### WRITTEN EXERCISE
Please copy all of the data below line by line, leaving every word, number and punctuation mark unchanged.

[Start of SUPPLIED RECORDS]

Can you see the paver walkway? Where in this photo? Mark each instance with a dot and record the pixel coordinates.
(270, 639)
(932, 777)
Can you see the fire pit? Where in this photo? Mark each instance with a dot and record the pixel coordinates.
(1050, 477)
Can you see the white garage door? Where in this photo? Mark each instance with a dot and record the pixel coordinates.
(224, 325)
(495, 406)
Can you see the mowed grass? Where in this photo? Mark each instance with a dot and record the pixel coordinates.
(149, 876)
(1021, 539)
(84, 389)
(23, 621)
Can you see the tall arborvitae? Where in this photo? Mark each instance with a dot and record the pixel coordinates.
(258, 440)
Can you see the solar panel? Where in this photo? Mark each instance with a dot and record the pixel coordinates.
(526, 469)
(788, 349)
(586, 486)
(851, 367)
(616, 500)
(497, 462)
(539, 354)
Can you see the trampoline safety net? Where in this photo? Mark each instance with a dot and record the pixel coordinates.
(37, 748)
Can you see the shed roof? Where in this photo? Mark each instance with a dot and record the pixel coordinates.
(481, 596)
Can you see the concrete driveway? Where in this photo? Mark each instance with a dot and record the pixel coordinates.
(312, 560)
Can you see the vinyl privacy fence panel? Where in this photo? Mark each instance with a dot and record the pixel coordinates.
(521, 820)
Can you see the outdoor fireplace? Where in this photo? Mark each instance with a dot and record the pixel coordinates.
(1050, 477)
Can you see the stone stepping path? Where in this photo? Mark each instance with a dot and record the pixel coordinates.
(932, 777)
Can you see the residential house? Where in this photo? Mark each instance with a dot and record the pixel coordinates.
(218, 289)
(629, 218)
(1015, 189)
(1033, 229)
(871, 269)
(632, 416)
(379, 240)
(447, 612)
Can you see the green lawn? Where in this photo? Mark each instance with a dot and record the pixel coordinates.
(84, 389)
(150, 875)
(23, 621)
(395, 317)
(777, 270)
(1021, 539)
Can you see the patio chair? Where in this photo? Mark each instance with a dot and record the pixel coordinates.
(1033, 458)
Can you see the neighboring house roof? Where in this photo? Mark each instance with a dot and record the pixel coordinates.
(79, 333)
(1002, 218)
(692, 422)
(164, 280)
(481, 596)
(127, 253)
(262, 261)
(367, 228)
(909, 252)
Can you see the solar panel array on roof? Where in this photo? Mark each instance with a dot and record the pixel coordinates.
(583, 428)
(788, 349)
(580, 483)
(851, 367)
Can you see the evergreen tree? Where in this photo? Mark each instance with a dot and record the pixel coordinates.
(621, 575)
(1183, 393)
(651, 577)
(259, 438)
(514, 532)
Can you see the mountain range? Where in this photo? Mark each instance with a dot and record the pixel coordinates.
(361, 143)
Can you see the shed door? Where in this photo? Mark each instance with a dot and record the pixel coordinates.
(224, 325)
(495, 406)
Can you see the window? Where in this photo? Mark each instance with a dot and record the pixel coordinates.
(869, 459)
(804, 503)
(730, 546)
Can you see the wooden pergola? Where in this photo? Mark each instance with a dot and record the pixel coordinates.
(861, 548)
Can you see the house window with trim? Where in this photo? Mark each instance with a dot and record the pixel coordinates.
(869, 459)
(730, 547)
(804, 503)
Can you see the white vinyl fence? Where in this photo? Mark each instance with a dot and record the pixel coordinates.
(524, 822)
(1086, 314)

[End of SUPPLIED RECORDS]

### RESPONSE TO THIS EXERCISE
Can you see the paver walkway? Where in this photo? Mark each instance with a dot and record the pixel coordinates.
(270, 639)
(932, 777)
Can you see the fire pit? Where in this photo? Mark each instance with a dot and record the pixel coordinates.
(1050, 477)
Can you see the white garage door? Where in this photo? Mark each instance with a dot and record the pixel coordinates.
(224, 325)
(495, 406)
Can you see the mowed grass? Where in this photo? Mark each instance with a dot and record the pixel coordinates.
(149, 876)
(1021, 539)
(84, 389)
(23, 621)
Can you see the tall arborvitae? Where in this photo? Mark each instance with a dot and record the pixel coordinates.
(258, 440)
Can you see the solar panel? Where in this photo? Mark each instance with a dot and record the pixel coordinates.
(526, 469)
(788, 349)
(586, 486)
(851, 367)
(616, 500)
(497, 462)
(539, 354)
Can you see the trampoline safety net? Where in this photo? Mark each instance with a dot and record the pixel coordinates.
(37, 748)
Can you see the shed roof? Where in this photo? Mark each instance with a dot and record the pixel coordinates.
(481, 596)
Can you see the concrete driveway? Where in this photo? Mark each instance with a dot and record the pixel coordinates.
(312, 560)
Can you see the vinyl privacy fence panel? Where in this photo? Mark each instance with a dot and record the pixel coordinates.
(521, 820)
Can you see the outdoor fireplace? Where in this photo? Mark each instance with a dot and record the pixel coordinates.
(1050, 477)
Can you see the stone stepping path? Where in this photo? Mark each instance with a dot and record the pixel coordinates.
(932, 777)
Can you see the residential house? Where in this photo? Mark each instance with a dot and record the pixel coordinates.
(218, 289)
(629, 218)
(1015, 189)
(1033, 229)
(871, 269)
(632, 416)
(379, 240)
(447, 612)
Can you see the green lawn? Where in this photo? Mark each instance with a dot and record the pixel coordinates.
(84, 389)
(150, 875)
(23, 621)
(395, 317)
(777, 270)
(1021, 539)
Can you see the patio chair? Where in this photo? Mark each instance with a dot and record the pixel coordinates.
(1033, 458)
Can you see the neighboring house roof? Where in this photo? Mark each instance with a dot and record the pixel coordinates.
(79, 333)
(1002, 218)
(692, 422)
(164, 280)
(481, 596)
(127, 253)
(262, 261)
(367, 228)
(909, 252)
Can you see the solar panel array on roof? Where in this photo? Mark each instance with a dot and record the pixel coordinates.
(583, 428)
(788, 349)
(580, 483)
(851, 367)
Can you see the evergreen tree? Where in this photo? Mark each instance with a dot and record the pixel coordinates.
(621, 575)
(1183, 393)
(651, 577)
(259, 438)
(514, 532)
Can you see the mountain range? Where in this photo? Mark each instance with a dot and record the pixel coordinates.
(361, 143)
Can you see the shed door? Where in this photo? Mark each instance with a dot and record the pixel coordinates.
(224, 325)
(495, 406)
Can you see the window? Where in this photo? Mark each instance with a dot and record the pixel coordinates.
(869, 459)
(804, 503)
(730, 546)
Can you see the wooden pergola? Where in this photo? Mark each instance with a dot and record the pixel coordinates.
(861, 548)
Can you see the house window with trim? Where in this photo? Mark each instance with a dot and record the pixel coordinates.
(869, 459)
(730, 547)
(804, 503)
Can you see the white vinyl fence? Where in this photo? Mark each instance with a dot and record the pixel coordinates.
(524, 822)
(1086, 314)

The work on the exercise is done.